What this exercise asks
• A. Answer these questions about the interview excerpt on music and activism:
(i) What do the young people described in it lack experience with?
(ii) What year does Tran Myhre name for releasing music?
(iii) Which song is called "an incredibly political anthemic song"?
• B. Do these statements agree with the interview excerpt on music and activism? Answer yes or no for each, quoting the words that decide it.
(i) The speaker compares Olivia Rodrigo to Springsteen.
(ii) Tran Myhre expects everyone to click the recommended links.
(iii) Wirth-Davis wants climate change presented in a metaphorical version.
• C. Carry on the interview excerpt on music and activism, starting after its final sentence.

Text excerpt
◆ ◆ ◆ ◆ ◆

I work with so many young people who have really, really good politics, whether it's about gender stuff or climate stuff or, you know, capitalism etc. But again, they don't have a lot of experience with organizing or activism or showing up in solidarity with each other to build a project or take on an initiative. The idea is hopefully these songs all kind of point in that direction. Hopefully the music supports other things that are happening in the culture that are pointing towards agency and activism. 

Wirth-Davis: I think that's the step that you do a really good job of getting to. Like, we fucking know about climate change, right? We know we need to do something, I don't need it in a metaphorical version to be like, oh yeah, that is bad. And coming quickly. So now that we've acknowledged the thing, what?

Tran Myhre: One thing about releasing music in 2024 is like, I can put a website post up that’s like, "Hey, here's the Spotify link, and then here's a link to 10 books I would recommend people read about this issue; here's a bunch of articles that talk exactly about what I'm talking about, but in a more like scholarly, rigorous way." And you know, not everyone's going to click those links, but again, it's about contributing something hopefully to this larger conversation.

So on the flip side there, we've talked about the sort of bad models you were avoiding. Was there anything you were listening to or reading that worked as a model for you like, oh, this is how you can do it?

Not necessarily about climate change, but just sort of as a model of like, at any point in your career where you're like, "Oh this is a this is a good way to articulate things." It’s funny, I listen to pop music. I like BTS and Fall Out Boy. Chappell Roan, Olivia Rodrigo. I think “Pink Pony Club” is an incredibly political anthemic song. I'm going on a tangent here, but I’d compare Olivia Rodrigo to Springsteen in terms of capturing a specific cultural moment in a really powerful way for a particular set of identities. I try to draw lessons from the pop stuff that I listen to.

◆ ◆ ◆ ◆ ◆

Dataset records
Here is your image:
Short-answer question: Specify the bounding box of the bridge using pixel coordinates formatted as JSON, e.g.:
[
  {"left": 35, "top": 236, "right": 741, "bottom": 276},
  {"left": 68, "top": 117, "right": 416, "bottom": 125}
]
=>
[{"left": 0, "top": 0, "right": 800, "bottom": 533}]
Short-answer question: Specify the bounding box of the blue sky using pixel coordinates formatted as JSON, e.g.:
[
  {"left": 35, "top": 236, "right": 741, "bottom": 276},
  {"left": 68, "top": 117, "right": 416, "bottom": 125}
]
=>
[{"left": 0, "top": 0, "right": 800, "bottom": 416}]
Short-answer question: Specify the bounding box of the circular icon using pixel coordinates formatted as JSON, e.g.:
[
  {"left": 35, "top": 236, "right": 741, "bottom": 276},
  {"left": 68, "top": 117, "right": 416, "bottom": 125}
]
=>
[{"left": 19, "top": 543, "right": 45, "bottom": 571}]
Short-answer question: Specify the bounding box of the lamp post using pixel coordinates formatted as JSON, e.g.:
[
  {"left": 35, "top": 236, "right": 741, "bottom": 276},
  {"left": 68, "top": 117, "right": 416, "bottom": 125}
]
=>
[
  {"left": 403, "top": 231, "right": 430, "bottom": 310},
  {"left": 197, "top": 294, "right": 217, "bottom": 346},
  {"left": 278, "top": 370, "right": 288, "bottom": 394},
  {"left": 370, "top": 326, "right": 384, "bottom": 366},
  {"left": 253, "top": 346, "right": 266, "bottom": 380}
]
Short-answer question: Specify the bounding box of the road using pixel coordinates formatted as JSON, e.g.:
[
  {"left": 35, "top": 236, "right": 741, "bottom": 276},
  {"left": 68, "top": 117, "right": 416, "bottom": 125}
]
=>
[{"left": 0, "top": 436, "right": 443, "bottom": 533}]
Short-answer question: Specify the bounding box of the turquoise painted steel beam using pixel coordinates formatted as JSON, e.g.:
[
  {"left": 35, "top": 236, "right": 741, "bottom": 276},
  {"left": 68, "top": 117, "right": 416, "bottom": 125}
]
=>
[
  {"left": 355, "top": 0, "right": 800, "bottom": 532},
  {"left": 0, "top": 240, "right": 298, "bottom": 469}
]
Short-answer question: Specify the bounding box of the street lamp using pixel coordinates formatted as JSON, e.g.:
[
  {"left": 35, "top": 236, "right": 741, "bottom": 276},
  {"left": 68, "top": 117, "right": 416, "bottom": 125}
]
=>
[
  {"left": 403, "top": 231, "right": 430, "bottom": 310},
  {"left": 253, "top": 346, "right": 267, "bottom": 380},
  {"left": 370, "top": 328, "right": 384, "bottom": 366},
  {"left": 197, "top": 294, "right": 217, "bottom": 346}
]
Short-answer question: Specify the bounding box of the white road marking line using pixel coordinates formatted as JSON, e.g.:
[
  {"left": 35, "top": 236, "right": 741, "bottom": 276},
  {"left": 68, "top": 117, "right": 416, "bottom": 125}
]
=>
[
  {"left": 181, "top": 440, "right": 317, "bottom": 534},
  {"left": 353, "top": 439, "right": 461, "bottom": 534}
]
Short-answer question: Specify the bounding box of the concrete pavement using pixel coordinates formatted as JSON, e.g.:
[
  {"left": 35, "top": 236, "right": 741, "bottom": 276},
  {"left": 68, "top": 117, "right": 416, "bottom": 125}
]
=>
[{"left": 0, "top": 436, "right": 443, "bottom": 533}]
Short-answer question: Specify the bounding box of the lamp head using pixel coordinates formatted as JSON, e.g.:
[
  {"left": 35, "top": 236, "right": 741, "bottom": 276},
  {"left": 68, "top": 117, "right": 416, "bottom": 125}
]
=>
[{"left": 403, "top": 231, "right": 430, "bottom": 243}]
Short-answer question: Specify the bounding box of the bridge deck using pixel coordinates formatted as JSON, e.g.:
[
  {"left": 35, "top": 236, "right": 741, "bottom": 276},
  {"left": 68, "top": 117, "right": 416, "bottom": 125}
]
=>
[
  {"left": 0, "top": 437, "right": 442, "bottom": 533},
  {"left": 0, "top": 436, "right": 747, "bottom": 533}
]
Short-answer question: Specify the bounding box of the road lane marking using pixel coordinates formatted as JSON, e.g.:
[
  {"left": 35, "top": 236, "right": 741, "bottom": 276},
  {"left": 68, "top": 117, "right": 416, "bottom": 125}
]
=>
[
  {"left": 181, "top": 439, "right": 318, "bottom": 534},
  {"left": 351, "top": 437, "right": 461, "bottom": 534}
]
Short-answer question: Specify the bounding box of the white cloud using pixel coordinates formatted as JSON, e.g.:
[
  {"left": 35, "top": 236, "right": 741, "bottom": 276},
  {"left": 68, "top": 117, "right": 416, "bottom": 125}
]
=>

◆ ◆ ◆ ◆ ◆

Results by task
• A.
(i) Organizing, activism, and showing up in solidarity with each other to build a project or take on an initiative.
(ii) 2024.
(iii) "Pink Pony Club."

• B.
(i) Yes: "I’d compare Olivia Rodrigo to Springsteen"
(ii) No: "not everyone's going to click those links"
(iii) No: "I don't need it in a metaphorical version"

• C.
It’s not so much musical stuff I think about as movies, like Judas and the Black Messiah, which is super political. but it's also just beautifully crafted. And I think about the music video for Hooray for the Riff Raff's song “Pa’lante,” again super political but in a way that’s soul-stirring, Reservation Dogs—all these examples of where there's an elegance to how the politics and the artsy side flow together and don't cancel each other out but support each other. 

Spencer, do you adjust your style to work with Kyle? What’s different about the beats you make with him in mind?

Wirth-Davis: We’ve built an aesthetic over the years of like, I kind of know what you like to rap on. I know how much space in a song that your voice is going to need. We do talk a lot about arrangement, because you are not necessarily like a 16-bar verse 8-bar hook, A/B kind of guy. You've pushed me over the years to explore a wider range of structures.

Tran Myhre: That's the Fall Out Boy thing—the pre-chorus and the post chorus, and the bridge and the mini bridge, and the dropout in the last two bars of the verse. All that kind of stuff. 

Wirth-Davis: At least one, maybe two songs on this record that are like, not A/B, A/B, it's A/B/C/D/E and the song's done. There are no sections that repeat.

You were saying before this is an album about grief. And there are a lot of words like “grief” and “despair” and “sadness” that recur on the album as moods that you distinguish from each other. And I was wondering If you could say something about that.

I’ve seen grief on a very personal level—losing people that we love—and then grief on this bigger scale. You know, mourning the world. And then there’s the idea of despair, which is such a—you know, we say it on the album, like when we say “despair is for suckers,” that we shouldn't feel overwhelmed, or that sometimes that we shouldn't be scared. 

Rebecca Solnit has one of my favorite quotes, I'm paraphrasing but it’s something like “you don't get to surrender on behalf of other people,” and that is such a through line on this album. We don't have to believe that we're gonna win to put in the work to move towards a position in which we could possibly win. And that was hopefully a thing that makes the album interesting to listen to.

Wirth-Davis: That’s a really relatable concept outside of the specific context of climate change. I feel like that working in schools [as a special ed teacher] sometimes, that this is really fucked. And I don't see a clear path for how we can unfuck it like today or in the next year or five years or whatever. But that doesn't mean that it's not really crucial work to be doing and that people don't deserve the outcome of that work.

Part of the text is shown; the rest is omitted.